- **Exercise**: Copy exactly, and copy only, the lines from the one bearing "--target black cable" through the final line of the records.

(Entries provided)

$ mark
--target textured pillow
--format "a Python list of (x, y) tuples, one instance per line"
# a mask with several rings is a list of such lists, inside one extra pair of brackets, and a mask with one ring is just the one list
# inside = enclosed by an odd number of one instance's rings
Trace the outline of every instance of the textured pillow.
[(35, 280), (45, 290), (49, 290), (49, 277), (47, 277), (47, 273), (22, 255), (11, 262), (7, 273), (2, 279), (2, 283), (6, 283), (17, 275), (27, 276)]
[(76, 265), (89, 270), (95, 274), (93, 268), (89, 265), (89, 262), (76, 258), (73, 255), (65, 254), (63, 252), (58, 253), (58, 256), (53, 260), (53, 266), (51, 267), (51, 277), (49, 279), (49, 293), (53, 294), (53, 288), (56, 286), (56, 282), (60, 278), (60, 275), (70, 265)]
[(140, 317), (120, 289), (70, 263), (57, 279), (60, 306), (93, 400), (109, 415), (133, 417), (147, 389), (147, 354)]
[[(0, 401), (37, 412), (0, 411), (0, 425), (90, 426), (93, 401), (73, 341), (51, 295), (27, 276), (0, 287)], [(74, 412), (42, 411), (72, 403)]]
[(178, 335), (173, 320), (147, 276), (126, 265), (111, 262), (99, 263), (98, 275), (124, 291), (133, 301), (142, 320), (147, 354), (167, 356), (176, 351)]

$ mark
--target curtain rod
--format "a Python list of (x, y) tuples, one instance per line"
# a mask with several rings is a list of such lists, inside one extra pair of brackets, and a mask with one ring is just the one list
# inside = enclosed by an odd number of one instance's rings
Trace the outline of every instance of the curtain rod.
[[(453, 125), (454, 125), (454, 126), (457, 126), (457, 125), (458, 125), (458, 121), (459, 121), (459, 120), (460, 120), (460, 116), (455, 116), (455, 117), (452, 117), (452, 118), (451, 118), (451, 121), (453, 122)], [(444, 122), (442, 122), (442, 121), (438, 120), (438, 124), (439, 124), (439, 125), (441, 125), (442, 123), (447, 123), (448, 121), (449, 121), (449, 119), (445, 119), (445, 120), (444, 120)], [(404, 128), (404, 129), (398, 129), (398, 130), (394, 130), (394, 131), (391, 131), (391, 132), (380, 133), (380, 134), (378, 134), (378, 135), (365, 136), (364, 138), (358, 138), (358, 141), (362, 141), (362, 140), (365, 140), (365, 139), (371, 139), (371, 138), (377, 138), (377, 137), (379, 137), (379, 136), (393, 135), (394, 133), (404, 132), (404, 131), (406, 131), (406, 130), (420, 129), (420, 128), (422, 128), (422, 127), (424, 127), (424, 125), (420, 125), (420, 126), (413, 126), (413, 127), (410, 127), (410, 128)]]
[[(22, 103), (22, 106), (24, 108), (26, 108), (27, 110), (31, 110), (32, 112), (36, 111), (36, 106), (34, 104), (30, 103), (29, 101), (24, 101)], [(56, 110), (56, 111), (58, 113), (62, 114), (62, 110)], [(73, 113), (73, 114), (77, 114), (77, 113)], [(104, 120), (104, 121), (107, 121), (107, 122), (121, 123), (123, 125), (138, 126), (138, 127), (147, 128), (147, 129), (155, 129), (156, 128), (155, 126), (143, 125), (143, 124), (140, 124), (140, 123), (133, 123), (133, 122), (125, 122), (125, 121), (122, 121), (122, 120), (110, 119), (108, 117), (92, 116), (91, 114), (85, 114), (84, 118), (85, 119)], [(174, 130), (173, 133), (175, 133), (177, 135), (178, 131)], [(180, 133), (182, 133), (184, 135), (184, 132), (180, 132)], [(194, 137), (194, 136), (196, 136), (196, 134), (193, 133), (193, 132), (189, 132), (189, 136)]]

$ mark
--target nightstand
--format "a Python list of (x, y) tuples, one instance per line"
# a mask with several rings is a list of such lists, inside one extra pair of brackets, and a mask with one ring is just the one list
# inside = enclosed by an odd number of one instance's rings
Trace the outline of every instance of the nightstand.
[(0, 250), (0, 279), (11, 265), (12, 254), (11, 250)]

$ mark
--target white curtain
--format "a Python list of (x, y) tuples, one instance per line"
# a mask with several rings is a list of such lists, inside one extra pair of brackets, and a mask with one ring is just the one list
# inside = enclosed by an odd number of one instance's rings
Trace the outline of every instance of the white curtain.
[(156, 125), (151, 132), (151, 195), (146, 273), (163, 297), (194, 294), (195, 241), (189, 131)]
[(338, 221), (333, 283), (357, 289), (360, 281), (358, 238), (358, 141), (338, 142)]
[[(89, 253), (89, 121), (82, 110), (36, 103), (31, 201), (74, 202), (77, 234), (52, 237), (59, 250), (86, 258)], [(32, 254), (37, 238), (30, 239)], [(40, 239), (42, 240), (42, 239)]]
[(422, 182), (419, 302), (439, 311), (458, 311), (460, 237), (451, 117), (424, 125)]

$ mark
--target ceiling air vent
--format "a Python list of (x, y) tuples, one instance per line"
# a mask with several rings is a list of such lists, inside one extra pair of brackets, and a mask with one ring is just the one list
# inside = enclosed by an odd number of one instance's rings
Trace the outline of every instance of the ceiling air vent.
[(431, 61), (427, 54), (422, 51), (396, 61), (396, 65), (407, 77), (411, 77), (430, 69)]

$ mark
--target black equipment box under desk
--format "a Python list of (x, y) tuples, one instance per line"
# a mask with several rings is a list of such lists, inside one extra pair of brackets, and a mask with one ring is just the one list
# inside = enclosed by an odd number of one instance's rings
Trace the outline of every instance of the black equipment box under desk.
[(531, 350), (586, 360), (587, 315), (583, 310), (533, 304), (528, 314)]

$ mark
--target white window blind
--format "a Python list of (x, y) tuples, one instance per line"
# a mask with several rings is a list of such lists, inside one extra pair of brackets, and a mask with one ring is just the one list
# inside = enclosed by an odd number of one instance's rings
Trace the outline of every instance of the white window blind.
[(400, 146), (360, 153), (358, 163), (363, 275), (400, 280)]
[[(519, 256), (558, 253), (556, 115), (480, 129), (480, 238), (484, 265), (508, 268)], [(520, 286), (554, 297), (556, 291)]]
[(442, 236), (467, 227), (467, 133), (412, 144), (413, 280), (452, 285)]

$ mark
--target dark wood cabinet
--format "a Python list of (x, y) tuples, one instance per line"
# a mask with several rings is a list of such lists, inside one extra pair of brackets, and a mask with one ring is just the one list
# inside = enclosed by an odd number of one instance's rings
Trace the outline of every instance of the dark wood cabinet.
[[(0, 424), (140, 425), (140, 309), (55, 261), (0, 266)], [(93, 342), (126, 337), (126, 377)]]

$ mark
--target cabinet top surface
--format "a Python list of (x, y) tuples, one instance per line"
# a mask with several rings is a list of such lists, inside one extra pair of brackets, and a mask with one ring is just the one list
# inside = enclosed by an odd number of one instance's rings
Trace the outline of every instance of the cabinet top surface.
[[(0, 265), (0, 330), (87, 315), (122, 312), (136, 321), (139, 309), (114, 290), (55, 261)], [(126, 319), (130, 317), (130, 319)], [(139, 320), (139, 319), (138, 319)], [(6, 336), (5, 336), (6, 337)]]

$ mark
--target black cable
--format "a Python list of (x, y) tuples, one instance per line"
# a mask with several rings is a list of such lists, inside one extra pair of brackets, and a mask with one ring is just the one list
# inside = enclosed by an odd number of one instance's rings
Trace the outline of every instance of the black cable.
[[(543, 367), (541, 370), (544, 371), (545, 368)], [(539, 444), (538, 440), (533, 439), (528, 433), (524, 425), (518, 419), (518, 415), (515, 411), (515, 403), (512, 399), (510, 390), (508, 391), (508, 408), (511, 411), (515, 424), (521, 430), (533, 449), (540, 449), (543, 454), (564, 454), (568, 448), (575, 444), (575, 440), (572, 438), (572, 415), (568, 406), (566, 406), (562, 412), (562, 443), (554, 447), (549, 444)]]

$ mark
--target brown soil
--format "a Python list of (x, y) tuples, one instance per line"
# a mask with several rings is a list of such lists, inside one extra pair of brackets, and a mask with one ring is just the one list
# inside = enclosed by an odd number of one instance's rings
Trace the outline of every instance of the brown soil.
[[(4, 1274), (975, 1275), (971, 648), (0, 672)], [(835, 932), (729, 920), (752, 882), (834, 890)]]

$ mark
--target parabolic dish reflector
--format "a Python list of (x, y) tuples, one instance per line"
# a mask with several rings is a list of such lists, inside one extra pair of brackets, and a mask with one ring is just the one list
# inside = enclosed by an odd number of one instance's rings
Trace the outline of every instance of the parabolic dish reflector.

(End Entries provided)

- **Answer for the task**:
--target black cable
--format "a Python list of (x, y) tuples, one instance per line"
# a mask with several rings is a list of such lists, inside one extra pair of brackets, and a mask with one ring is just the one list
# inside = enclosed by an odd number of one instance's rings
Trace the outline of every instance of the black cable.
[[(543, 367), (541, 370), (544, 371), (545, 368)], [(539, 444), (538, 440), (533, 439), (528, 433), (524, 425), (518, 419), (518, 415), (515, 411), (515, 403), (512, 399), (510, 390), (508, 391), (508, 408), (511, 411), (515, 424), (521, 430), (533, 449), (540, 449), (543, 454), (564, 454), (568, 448), (575, 444), (575, 440), (572, 438), (572, 415), (568, 406), (566, 406), (562, 412), (562, 443), (554, 447), (549, 444)]]

$ mark
--target brown soil
--format "a Python list of (x, y) tuples, one instance per line"
# a mask with several rings is a list of such lists, inside one extra pair of brackets, and a mask with one ring is just the one list
# inside = enclosed by an odd number of one instance's rings
Trace the outline of every instance of the brown soil.
[[(4, 1274), (975, 1275), (971, 648), (0, 672)], [(835, 932), (729, 920), (752, 882), (834, 890)]]

$ mark
--target parabolic dish reflector
--format "a Python list of (x, y) tuples, one instance per line"
# a mask with several rings is a list of such lists, inside one extra pair of brackets, and a mask with one ring is just the one list
# inside = enclosed by an odd number of one instance's rings
Trace the outline of every instance of the parabolic dish reflector.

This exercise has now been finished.